● PASSAGE TO READ
By completing this tutorial, you will:

  • Understand how to build a transformer step-by-step: from tokenization -> embedding -> transformer block -> output logits.
  • Implement a transformer with a single attention layer and no MLP layer
  • Visualize how attention works

Through this tutorial, you will implement the folllowing:

1. Tokenizer

Transform text into numbers that the model can process.

2. Embeddings

  • Token embeddings: Learn representations for each token.
  • If we have time: Sinusoidal positional encoding, which tell the model about token order.

3. Single-Head Causal Self-Attention

  • Query (W_Q), Key (W_K), Value (W_V) projections
  • Attention scores with causal masking
  • Softmax normalization
  • Simple residual connections

4. Output Layer

Linear transformation to predict the next token.

● INFORMATION SUPPLIED
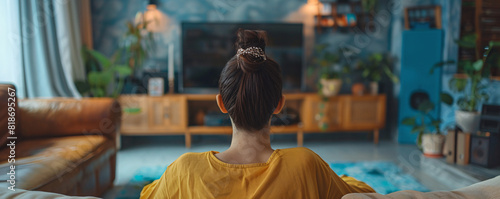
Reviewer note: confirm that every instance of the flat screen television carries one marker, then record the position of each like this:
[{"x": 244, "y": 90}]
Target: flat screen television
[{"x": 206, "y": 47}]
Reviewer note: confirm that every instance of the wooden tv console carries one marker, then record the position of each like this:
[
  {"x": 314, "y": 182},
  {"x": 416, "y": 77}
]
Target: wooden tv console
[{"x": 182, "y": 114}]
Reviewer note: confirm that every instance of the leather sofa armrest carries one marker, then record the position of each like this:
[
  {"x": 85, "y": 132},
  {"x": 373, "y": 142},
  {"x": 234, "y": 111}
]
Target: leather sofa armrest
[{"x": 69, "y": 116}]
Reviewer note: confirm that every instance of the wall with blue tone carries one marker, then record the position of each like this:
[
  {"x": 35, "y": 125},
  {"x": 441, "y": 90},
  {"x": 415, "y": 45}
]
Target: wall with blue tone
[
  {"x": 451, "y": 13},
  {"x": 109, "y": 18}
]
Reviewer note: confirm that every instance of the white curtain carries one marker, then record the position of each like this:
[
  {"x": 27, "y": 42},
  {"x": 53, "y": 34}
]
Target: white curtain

● TASK DESCRIPTION
Reproduce the transformer tutorial outline from above in full, word for word.

● TASK SOLUTION
By completing this tutorial, you will:

  • Understand how to build a transformer step-by-step: from tokenization -> embedding -> transformer block -> output logits.
  • Implement a transformer with a single attention layer and no MLP layer
  • Visualize how attention works

Through this tutorial, you will implement the folllowing:

1. Tokenizer

Transform text into numbers that the model can process.

2. Embeddings

  • Token embeddings: Learn representations for each token.
  • If we have time: Sinusoidal positional encoding, which tell the model about token order.

3. Single-Head Causal Self-Attention

  • Query (W_Q), Key (W_K), Value (W_V) projections
  • Attention scores with causal masking
  • Softmax normalization
  • Simple residual connections

4. Output Layer

Linear transformation to predict the next token.